**Exercise requirements**
Copy every line in the listing below that contains the string "negative". Case counts.

**Record extracts**
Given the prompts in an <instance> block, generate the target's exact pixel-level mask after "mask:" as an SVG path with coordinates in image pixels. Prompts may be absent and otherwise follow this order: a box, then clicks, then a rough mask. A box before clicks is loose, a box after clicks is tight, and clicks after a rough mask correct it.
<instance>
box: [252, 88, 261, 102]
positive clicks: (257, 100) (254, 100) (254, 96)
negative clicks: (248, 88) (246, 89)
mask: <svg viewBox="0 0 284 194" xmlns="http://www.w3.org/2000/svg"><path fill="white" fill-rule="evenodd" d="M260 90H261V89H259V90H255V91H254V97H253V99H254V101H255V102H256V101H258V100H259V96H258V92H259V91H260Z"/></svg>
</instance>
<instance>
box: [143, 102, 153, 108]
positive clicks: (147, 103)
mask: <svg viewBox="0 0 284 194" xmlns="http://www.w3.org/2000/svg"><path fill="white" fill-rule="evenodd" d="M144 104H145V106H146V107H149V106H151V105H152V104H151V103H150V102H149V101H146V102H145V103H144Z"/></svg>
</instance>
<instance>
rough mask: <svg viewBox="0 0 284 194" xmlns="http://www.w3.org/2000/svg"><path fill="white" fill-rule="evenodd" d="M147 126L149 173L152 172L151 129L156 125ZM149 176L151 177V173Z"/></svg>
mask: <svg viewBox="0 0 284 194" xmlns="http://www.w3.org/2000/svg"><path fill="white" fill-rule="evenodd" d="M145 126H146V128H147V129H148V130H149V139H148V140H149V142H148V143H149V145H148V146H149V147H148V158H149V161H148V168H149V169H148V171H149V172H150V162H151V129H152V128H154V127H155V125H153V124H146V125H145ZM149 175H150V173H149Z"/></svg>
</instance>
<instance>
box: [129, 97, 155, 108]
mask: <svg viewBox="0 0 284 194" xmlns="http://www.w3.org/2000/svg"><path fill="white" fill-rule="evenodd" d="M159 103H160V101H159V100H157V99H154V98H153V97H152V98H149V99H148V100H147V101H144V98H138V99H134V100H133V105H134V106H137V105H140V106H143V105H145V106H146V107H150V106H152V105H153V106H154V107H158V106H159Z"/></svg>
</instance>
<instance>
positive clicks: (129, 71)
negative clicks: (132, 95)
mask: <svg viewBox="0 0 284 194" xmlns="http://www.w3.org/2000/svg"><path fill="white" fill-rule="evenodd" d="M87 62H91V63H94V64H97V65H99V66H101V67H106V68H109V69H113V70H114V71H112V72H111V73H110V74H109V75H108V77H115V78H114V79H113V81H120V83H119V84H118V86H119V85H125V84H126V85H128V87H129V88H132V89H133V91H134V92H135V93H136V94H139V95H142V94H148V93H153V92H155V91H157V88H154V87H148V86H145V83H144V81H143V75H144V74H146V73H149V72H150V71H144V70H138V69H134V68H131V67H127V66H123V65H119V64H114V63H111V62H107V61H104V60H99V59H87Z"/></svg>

**Worked solution**
negative clicks: (248, 88) (246, 89)
negative clicks: (132, 95)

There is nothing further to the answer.